Example 5: Find total sales per month

Sales GROUP BY month SUM(amount)

This groups the Sales relation by the month attribute and computes the sum of amount for each group. The result is one aggregated row per month with the total sales amount. Equivalent SQL: SELECT month, SUM(amount) FROM Sales GROUP BY month.

Example 6: Find customers who have placed orders for all products

π_customer_id, product_id(Orders) ÷ π_id(Products)

Division returns the set of customers who are associated with every value in the divisor relation (here, all product IDs). In other words, customers who have ordered every product. Equivalent SQL: SELECT customer_id FROM Orders GROUP BY customer_id HAVING COUNT(DISTINCT product_id) = (SELECT COUNT(*) FROM Products).

Important Properties and Laws

Commutative Operations

These operations produce the same result regardless of operand order:

  • Union: R1 ∪ R2 = R2 ∪ R1
  • Intersection: R1 ∩ R2 = R2 ∩ R2
  • Cartesian Product: R1 × R2 = R2 × R1
  • Join: R1 ⋈ R2 = R2 ⋈ R1

Associative Operations

These operations can be grouped in any order:

  • Union: (R1 ∪ R2) ∪ R3 = R1 ∪ (R2 ∪ R3)

------------------------------------------------

What you should do – Carry on the relational algebra text from its final line.

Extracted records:
------------------------------------------------

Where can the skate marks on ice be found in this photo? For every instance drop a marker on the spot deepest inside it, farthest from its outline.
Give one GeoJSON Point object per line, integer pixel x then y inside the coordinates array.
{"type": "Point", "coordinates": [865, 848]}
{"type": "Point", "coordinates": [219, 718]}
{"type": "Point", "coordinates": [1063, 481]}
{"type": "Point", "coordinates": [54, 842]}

------------------------------------------------

Exercise response –
  • Intersection: (R1 ∩ R2) ∩ R3 = R1 ∩ (R2 ∩ R3)
  • Cartesian Product: (R1 × R2) × R3 = R1 × (R2 × R3)
  • Join: (R1 ⋈ R2) ⋈ R3 = R1 ⋈ (R2 ⋈ R3)

Distributive Laws

Selection and projection distribute over some operations:

  • Selection over Union: σ_c(R1 ∪ R2) = σ_c(R1) ∪ σ_c(R2)
  • Selection over Intersection: σ_c(R1 ∩ R2) = σ_c(R1) ∩ σ_c(R2)
  • Projection over Union: π_a(R1 ∪ R2) = π_a(R1) ∪ π_a(R2)

Connection to SQL

Relational algebra is the theoretical foundation for SQL:

  • SELECT clause corresponds to Projection (π)
  • WHERE clause corresponds to Selection (σ)
  • FROM clause with multiple tables corresponds to Cartesian Product (×)
  • JOIN clause corresponds to Join (⋈)
  • UNION clause corresponds to Union (∪)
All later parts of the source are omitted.